- _Data excerpts_
- - - -

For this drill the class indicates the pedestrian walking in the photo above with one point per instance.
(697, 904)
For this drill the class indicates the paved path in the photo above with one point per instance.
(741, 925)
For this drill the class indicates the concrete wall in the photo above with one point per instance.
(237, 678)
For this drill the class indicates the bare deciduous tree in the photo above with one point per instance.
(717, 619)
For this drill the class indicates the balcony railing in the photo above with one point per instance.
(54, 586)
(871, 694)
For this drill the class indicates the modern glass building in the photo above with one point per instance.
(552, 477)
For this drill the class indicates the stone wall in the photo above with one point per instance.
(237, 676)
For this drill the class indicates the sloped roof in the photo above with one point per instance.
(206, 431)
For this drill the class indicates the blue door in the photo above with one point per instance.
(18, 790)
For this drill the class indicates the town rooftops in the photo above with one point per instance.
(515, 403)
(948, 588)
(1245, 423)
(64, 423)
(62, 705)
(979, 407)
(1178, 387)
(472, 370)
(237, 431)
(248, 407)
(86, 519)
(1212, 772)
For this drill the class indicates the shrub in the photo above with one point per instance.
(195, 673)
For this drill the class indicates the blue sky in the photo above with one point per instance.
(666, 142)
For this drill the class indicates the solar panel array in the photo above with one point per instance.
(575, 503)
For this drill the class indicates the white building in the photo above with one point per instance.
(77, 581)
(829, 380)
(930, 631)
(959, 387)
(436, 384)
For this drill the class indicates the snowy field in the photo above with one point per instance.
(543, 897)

- - - -

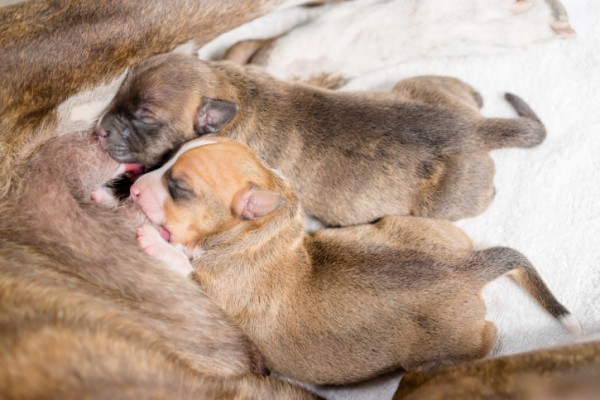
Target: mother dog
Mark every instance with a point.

- - - -

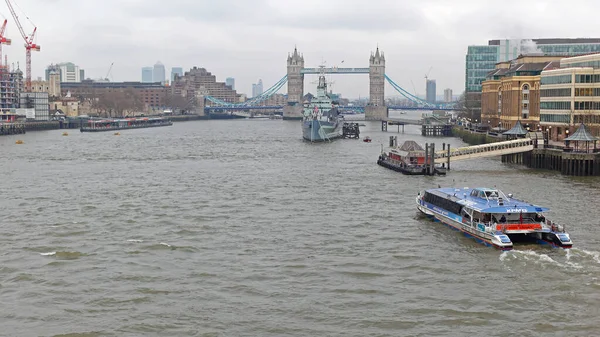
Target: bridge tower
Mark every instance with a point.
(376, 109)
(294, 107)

- - - -

- _What this task involves_
Count the lines of the listing above that include the word "Target" and report the number by itself.

- _Answer area_
2